+++ EXTRACTED TEXT

Margin: Average difference between correct answer probability and the most likely incorrect answer probability.
Norm Correct Prob: Correct Prob normalized by the sum of probabilities of all possible answers.
Total Prob: Average sum of probabilities of all (correct and incorrect) answer options.
These can be normalized by token or character length (character length normalization was generally found to be optimal).
Key Findings and Recommendations:
Compute vs. Decision Accuracy:
There's a positive, roughly log-linear relationship between experimental compute and decision accuracy. More compute generally leads to better decisions.
Intermediate checkpoints can provide decision accuracy comparable to fully trained small models using an equivalent amount of compute.
The compute needed for good predictions varies significantly by task. MMLU and ARC Easy are predictable with much less compute (0.01% of target compute for >80% decision accuracy) than HellaSwag. Some tasks like SocialIQA are hard to predict reliably.
Scaling Laws vs. Single Scale Ranking:
Ranking models at a single, small scale (e.g., 150M parameters) is a strong baseline, correctly predicting pairwise comparisons ~80% of the time for the 1B target scale.
None of the 8 baseline scaling law methods tested significantly outperformed the compute-decision accuracy frontier set by single-scale predictions.
The authors suggest DataDecide can be a benchmark for future, improved scaling law methods.
Effectiveness of Proxy Metrics:
At small scales, continuous proxy metrics, particularly Correct Prob and Total Prob (average likelihood of correct or all answer options), often serve as better or equivalent predictors of decisions than using the discrete Accuracy metric itself (which is the target metric at the large scale).
For 5 out of 10 OLMES tasks, Correct Prob and Total Prob improved decision accuracy at smaller scales.
These likelihood-based metrics sometimes even decrease in decision accuracy as compute approaches the target, where Accuracy and other metrics like Norm Correct Prob and Margin (which penalize incorrect answers) tend to take over.
Characterizing Benchmark Predictability:
Better decision accuracy on a task is associated with:
Low run-to-run variance (noise).
A wide spread of performance values across different data recipes.
Using Correct Prob as a proxy often improves one or both of these characteristics.
For code generation tasks (HumanEval, MBPP), which are difficult for small models to achieve non-trivial accuracy on, switching the proxy metric from Accuracy to Correct Prob at small scales dramatically improved decision accuracy (from trivial to ~80%) for predicting target-scale Accuracy. This benefit was not observed for math benchmarks like GSM8K.
Practical Implications and Contributions:
Cost Reduction: Provides guidance on how to make informed decisions about pretraining data with significantly reduced computational cost by using small-scale experiments.

++++++

PROBLEM SET →
- a) Duplicate the passage of the DataDecide summary starting at "Using Correct Prob" and ending at "using small-scale experiments.".
- b) Answer these questions from the DataDecide summary, one line each:
(i) Which kind of length normalization was generally found to be optimal?
(ii) For how many of the 10 OLMES tasks did Correct Prob and Total Prob improve decision accuracy at smaller scales?
(iii) Which two code generation tasks are named?
The records after this summary are not needed for the tasks.

+++ EXTRACTED MATERIAL

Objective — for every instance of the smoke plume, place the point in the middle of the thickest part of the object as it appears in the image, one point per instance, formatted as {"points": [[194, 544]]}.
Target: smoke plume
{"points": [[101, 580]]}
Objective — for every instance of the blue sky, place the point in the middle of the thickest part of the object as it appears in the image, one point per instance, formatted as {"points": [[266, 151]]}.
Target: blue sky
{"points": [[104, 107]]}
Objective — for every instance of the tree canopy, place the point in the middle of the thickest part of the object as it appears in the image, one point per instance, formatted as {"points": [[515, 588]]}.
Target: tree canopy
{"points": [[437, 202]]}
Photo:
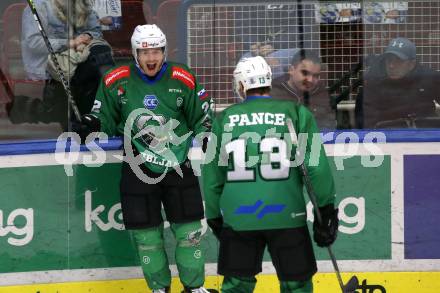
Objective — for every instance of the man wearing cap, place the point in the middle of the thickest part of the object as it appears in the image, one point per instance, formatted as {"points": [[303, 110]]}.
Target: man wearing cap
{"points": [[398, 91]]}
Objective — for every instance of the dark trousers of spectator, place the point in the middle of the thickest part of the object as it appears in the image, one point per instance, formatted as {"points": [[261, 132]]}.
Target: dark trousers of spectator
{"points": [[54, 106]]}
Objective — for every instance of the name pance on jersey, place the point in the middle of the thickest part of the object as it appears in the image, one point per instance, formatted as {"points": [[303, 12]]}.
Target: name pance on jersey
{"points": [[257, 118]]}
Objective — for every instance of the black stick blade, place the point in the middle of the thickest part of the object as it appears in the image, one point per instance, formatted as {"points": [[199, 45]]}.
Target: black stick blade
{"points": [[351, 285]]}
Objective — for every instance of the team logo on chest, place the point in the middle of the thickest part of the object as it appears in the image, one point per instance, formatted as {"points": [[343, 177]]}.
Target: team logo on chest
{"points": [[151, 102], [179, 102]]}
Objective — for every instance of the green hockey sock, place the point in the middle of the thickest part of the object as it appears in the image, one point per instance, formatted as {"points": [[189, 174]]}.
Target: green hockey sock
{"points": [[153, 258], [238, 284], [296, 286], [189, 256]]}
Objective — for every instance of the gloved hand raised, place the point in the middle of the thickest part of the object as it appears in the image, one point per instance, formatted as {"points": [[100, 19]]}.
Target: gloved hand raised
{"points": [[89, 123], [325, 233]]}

++++++

SOLUTIONS TO THE EXERCISE →
- a)
Using Correct Prob as a proxy often improves one or both of these characteristics.
For code generation tasks (HumanEval, MBPP), which are difficult for small models to achieve non-trivial accuracy on, switching the proxy metric from Accuracy to Correct Prob at small scales dramatically improved decision accuracy (from trivial to ~80%) for predicting target-scale Accuracy. This benefit was not observed for math benchmarks like GSM8K.
Practical Implications and Contributions:
Cost Reduction: Provides guidance on how to make informed decisions about pretraining data with significantly reduced computational cost by using small-scale experiments.

- b)
(i) Character length normalization.
(ii) Five.
(iii) HumanEval and MBPP.